> AIM OF THE TASK
Go through the material and copy each line that includes "sunset".

> SOURCE DATA
[Start of Attachment]

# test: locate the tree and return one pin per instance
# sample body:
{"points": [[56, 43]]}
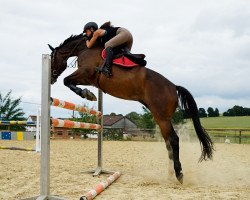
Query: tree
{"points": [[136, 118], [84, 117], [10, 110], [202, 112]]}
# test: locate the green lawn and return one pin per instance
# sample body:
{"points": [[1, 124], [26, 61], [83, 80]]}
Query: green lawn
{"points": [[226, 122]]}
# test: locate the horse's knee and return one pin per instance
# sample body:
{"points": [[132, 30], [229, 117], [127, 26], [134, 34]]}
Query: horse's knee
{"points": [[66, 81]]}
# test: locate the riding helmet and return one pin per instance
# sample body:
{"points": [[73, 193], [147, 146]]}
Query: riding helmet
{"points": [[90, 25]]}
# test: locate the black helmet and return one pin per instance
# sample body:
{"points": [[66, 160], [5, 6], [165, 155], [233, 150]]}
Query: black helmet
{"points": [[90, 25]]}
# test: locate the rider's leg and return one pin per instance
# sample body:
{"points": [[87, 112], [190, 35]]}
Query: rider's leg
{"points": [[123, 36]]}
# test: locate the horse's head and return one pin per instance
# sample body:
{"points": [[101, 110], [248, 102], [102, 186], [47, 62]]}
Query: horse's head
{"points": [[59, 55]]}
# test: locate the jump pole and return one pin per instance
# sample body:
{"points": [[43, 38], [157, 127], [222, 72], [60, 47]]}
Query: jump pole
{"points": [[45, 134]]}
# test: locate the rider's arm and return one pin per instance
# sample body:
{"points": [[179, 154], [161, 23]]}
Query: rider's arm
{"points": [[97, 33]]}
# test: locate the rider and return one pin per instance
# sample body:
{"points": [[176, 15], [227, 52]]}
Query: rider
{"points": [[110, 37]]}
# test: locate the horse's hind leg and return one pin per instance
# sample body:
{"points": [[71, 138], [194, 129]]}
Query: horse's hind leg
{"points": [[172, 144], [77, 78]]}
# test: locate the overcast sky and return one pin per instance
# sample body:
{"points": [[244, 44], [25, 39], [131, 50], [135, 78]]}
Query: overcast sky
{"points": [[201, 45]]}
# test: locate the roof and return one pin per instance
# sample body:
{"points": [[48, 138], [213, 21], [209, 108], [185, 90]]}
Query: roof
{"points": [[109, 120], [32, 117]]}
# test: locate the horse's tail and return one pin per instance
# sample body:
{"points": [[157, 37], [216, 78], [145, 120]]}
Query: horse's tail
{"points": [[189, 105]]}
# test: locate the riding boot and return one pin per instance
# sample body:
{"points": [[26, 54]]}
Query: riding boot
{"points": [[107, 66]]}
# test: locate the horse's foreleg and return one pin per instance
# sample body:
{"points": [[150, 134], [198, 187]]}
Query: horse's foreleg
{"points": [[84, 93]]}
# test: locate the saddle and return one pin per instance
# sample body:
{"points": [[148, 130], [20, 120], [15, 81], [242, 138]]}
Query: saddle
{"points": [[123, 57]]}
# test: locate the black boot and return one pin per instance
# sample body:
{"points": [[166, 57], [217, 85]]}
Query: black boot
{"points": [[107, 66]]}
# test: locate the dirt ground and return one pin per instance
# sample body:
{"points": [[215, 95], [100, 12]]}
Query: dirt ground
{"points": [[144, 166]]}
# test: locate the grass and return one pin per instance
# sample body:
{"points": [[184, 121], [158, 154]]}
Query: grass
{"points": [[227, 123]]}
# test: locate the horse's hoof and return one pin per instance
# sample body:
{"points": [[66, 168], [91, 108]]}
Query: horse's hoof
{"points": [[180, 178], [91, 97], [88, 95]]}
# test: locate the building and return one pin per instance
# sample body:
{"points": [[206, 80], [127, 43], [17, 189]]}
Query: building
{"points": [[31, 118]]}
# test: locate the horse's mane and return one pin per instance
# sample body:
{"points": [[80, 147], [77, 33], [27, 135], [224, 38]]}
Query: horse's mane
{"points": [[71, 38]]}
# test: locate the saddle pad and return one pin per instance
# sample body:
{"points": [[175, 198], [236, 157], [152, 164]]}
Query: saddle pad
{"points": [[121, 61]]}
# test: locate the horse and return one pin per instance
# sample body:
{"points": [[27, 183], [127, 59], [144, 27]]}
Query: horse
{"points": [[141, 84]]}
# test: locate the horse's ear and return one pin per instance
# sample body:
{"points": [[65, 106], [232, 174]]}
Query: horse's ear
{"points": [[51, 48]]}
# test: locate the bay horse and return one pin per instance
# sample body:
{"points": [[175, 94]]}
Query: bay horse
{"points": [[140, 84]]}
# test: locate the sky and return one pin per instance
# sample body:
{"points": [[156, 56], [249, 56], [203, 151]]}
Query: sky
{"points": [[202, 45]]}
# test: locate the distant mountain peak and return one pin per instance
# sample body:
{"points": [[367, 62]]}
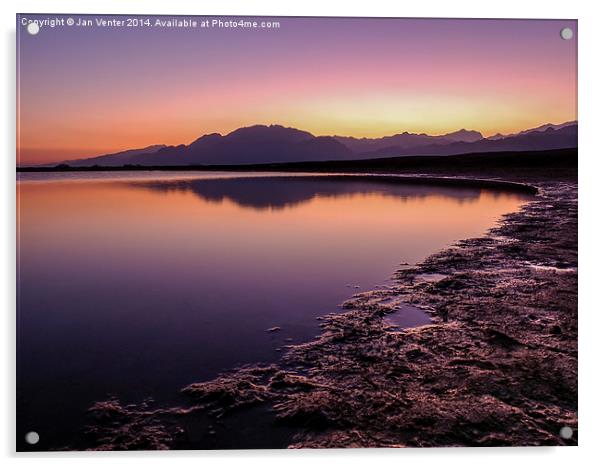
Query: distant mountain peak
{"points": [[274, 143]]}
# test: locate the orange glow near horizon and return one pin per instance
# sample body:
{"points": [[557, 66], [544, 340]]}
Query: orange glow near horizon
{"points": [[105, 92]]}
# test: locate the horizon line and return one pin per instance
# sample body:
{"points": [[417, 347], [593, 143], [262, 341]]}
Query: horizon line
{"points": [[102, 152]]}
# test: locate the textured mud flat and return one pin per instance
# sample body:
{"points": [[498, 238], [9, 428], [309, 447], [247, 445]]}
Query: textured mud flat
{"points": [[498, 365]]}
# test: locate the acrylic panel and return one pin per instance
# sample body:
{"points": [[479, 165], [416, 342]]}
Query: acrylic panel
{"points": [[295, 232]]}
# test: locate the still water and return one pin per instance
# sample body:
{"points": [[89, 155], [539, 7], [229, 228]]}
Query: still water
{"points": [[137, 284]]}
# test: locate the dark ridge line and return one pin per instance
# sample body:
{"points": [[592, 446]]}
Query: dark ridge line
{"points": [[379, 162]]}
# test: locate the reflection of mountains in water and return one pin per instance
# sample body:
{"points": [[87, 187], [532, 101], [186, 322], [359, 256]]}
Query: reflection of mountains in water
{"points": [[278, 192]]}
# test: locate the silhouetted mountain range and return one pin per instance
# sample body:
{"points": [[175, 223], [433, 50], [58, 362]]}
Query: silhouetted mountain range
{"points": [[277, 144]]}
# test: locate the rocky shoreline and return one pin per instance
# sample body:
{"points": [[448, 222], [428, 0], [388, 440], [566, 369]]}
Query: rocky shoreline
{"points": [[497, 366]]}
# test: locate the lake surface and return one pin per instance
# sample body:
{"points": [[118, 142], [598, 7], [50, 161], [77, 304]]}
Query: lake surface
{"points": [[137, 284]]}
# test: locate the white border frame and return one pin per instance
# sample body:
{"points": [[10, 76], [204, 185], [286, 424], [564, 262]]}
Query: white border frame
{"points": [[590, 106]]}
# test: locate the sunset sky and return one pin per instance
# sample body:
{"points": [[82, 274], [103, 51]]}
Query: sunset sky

[End of Attachment]
[Start of Attachment]

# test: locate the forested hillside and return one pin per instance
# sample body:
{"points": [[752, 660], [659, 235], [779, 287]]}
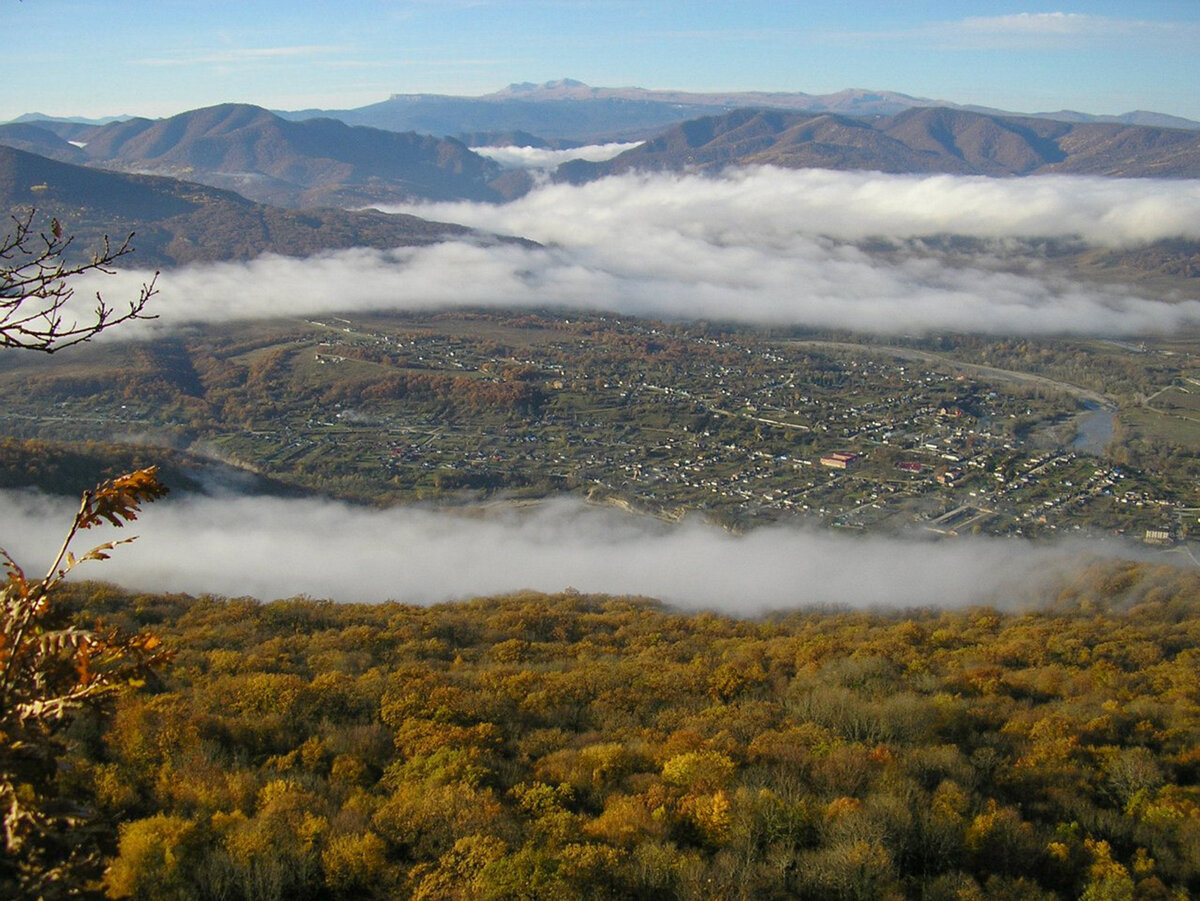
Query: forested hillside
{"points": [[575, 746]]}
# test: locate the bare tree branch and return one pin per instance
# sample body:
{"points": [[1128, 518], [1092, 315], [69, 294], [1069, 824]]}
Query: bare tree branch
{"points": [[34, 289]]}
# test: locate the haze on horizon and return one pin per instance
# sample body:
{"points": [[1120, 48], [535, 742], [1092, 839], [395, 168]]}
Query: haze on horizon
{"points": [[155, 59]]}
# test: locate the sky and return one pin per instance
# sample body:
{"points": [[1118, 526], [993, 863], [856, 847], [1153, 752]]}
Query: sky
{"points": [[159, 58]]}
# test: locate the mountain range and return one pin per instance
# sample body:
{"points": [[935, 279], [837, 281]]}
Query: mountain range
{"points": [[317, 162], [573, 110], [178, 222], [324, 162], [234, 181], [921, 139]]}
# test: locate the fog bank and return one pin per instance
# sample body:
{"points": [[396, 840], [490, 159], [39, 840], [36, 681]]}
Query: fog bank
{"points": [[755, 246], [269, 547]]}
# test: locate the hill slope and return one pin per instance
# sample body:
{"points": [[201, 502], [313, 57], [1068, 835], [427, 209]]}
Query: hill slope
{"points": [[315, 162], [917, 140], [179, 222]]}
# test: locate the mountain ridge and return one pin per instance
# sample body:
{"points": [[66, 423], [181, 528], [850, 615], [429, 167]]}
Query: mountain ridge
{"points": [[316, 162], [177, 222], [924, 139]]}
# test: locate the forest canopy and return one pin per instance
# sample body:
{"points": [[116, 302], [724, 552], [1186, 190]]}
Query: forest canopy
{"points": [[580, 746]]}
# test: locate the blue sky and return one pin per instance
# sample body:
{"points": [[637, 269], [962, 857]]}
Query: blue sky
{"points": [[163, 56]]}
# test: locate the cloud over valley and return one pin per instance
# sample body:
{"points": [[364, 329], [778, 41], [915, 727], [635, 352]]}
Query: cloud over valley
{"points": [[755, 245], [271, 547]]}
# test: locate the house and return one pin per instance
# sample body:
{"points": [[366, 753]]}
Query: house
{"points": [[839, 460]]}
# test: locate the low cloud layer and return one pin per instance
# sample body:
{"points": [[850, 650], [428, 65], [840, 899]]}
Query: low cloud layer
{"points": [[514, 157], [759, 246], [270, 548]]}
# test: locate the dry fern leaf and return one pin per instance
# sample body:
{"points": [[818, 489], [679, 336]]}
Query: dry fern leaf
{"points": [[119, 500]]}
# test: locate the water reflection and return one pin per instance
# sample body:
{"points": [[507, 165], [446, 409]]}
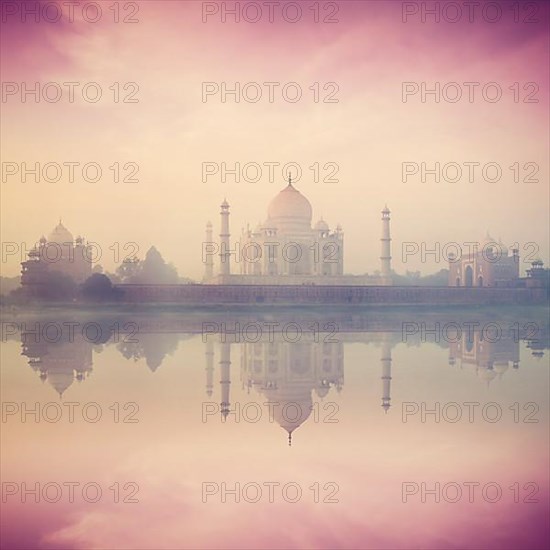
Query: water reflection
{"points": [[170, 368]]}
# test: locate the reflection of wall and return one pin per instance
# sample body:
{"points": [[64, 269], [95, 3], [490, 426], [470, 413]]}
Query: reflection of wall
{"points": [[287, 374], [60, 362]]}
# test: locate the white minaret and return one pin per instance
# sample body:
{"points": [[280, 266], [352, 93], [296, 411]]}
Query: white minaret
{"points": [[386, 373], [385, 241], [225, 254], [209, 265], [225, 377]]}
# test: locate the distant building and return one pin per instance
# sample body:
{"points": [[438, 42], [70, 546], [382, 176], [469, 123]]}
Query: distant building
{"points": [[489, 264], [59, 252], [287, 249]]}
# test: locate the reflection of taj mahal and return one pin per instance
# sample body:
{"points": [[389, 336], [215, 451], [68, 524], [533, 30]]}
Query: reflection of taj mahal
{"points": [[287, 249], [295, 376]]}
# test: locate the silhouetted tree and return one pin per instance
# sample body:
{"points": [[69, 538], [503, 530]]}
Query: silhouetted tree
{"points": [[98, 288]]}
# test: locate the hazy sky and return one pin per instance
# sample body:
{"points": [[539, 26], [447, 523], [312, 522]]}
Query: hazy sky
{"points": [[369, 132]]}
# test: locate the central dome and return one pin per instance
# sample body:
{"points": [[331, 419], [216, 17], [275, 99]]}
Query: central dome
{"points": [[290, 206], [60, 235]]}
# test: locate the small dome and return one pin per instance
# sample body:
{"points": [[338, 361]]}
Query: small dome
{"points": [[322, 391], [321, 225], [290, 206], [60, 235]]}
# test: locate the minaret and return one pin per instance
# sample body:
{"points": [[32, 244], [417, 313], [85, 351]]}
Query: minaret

[End of Attachment]
[Start of Attachment]

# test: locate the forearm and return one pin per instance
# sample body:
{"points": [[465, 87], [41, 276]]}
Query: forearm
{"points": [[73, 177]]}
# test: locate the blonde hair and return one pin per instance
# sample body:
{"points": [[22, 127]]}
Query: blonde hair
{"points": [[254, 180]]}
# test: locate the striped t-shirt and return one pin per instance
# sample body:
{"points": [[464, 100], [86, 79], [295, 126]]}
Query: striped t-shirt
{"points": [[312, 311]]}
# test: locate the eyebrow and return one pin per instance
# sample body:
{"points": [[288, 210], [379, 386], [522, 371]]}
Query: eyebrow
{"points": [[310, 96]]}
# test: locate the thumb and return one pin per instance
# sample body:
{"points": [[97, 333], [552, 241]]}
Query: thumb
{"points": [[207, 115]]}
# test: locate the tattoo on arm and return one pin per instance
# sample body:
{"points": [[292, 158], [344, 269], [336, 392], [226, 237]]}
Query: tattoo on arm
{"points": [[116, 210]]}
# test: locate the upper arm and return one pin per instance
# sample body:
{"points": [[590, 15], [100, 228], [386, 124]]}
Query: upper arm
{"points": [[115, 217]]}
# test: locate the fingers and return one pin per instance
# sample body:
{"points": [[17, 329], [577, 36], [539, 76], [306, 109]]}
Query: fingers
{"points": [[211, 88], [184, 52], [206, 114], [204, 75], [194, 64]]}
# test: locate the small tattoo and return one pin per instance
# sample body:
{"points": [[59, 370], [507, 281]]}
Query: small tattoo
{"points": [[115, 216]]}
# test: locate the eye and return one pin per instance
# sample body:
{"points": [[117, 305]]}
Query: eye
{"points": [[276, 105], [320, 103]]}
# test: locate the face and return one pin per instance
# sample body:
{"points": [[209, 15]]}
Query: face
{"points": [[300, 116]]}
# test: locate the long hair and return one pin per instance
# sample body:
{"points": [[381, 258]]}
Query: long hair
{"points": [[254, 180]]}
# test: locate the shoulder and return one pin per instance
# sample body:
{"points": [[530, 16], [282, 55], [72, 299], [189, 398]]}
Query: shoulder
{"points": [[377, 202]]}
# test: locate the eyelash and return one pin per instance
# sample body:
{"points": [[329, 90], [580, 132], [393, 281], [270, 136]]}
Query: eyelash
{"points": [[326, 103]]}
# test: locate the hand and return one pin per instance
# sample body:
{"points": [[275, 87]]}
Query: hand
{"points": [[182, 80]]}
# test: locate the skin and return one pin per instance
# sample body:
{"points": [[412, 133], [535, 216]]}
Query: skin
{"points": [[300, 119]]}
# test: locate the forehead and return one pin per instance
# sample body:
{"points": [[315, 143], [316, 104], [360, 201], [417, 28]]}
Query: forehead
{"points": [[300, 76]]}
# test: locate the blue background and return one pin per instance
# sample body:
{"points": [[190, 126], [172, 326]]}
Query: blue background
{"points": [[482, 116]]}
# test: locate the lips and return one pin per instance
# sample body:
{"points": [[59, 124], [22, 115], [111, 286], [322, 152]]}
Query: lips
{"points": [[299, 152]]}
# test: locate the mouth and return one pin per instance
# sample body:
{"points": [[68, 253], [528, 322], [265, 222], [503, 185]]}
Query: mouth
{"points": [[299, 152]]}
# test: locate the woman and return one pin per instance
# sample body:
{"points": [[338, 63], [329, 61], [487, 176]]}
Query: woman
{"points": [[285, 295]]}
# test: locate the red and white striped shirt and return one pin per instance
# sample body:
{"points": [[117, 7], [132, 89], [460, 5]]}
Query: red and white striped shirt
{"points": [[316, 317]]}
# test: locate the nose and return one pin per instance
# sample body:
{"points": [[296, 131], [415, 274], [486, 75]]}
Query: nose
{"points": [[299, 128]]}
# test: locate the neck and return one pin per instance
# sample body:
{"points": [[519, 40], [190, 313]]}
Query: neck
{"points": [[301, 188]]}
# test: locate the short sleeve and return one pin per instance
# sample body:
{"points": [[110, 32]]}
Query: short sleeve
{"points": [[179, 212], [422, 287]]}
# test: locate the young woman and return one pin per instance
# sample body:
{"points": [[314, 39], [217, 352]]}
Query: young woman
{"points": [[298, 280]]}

[End of Attachment]

> TASK RESULT
# test: locate the sunset sky and return one pin per instance
Query: sunset sky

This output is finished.